WRITTEN PROBLEM
Skip every picture, and copy exactly the lines from the one containing "point: gray rock -- mark one dot per instance" to the end of the data.

___ DATA ROWS

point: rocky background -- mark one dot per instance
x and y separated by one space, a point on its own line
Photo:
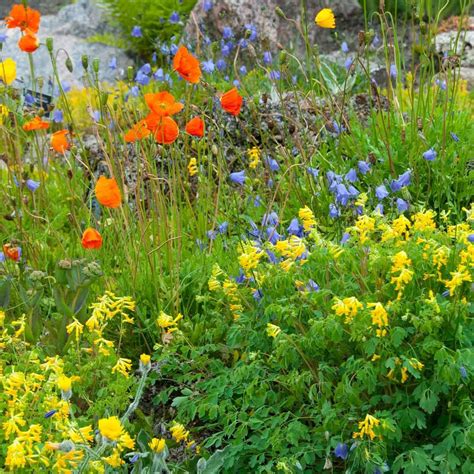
72 25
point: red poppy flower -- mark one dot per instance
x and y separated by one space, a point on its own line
163 104
24 18
36 124
186 65
28 43
13 253
195 127
91 239
167 131
107 192
59 141
232 101
137 132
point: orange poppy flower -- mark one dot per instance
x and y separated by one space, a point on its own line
232 101
91 239
59 141
186 65
24 18
13 253
107 192
137 132
195 127
28 43
36 124
163 104
167 131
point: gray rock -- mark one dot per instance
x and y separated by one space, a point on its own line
271 28
70 29
462 45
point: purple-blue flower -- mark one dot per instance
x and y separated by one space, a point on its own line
227 32
274 75
253 31
430 155
351 175
207 5
342 194
381 192
137 32
295 228
270 219
402 181
58 116
32 185
333 211
174 18
267 58
454 136
221 64
341 451
363 166
393 71
402 205
238 177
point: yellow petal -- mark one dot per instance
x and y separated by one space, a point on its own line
8 71
325 18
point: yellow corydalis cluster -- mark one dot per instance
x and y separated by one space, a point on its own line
167 322
366 427
192 167
108 307
347 307
307 217
254 154
379 318
364 226
401 264
250 257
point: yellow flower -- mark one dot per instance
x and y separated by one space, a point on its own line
16 456
8 71
75 327
165 321
179 432
254 157
366 427
273 330
307 216
114 459
110 428
192 167
347 307
64 383
157 445
145 359
123 366
325 19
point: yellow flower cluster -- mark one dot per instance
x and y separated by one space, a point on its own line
167 322
307 217
254 154
400 265
379 318
192 167
347 307
366 427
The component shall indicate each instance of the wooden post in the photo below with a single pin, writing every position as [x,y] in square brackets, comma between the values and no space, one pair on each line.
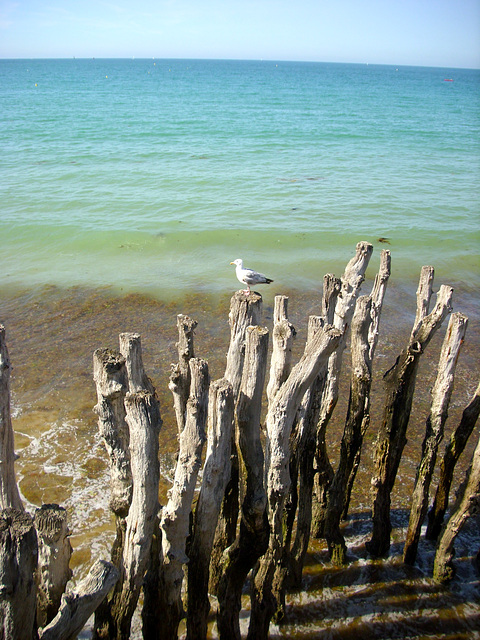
[468,504]
[9,495]
[441,393]
[283,336]
[180,376]
[364,339]
[304,444]
[216,473]
[175,516]
[77,606]
[252,540]
[454,449]
[18,562]
[143,419]
[351,283]
[131,350]
[245,311]
[391,439]
[377,295]
[110,375]
[280,417]
[54,553]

______

EXPECTED OUTPUT
point: gray rock -- mark one dot per instance
x and y separated by one space, a point on its own line
271 28
70 29
462 45
point: purple-blue flower -- mark one dot per instance
x and y separated by one space, a point on its own line
227 32
274 75
253 31
430 155
351 175
207 5
342 194
381 192
137 32
295 228
270 219
402 181
58 116
32 185
333 211
174 18
267 58
454 136
221 64
341 451
363 166
393 71
402 205
238 177
point: yellow petal -- mark one dot per instance
x and y separated by one space, a point on its own line
8 71
325 18
point: yellow corydalis cluster -- mark one dot per instance
x and y separated by one space, a point on its own line
167 322
366 427
192 167
108 307
347 307
307 217
254 154
379 318
364 226
401 264
250 257
point: yellow flower -- mark one dot per instance
x and y separated by one space, a point on its own line
16 456
8 71
75 327
165 321
179 432
254 157
366 427
273 330
307 216
114 459
110 428
192 167
347 307
64 383
157 445
145 359
123 366
325 19
point: yellow flower cluster -- mark one dot per instance
x and y separated by one space, a point on its own line
167 322
307 217
254 154
400 265
379 318
192 167
347 307
366 427
The component shall indicate each instance of the wooden post in the photo below with a single pin, writing every position as [x,y] in square brackets, comma between the values and no space, one pair on each line.
[468,504]
[9,495]
[441,393]
[283,336]
[180,376]
[364,339]
[304,444]
[216,473]
[175,516]
[77,606]
[252,540]
[454,449]
[18,562]
[143,419]
[351,283]
[131,350]
[245,311]
[391,439]
[377,295]
[110,375]
[280,417]
[54,553]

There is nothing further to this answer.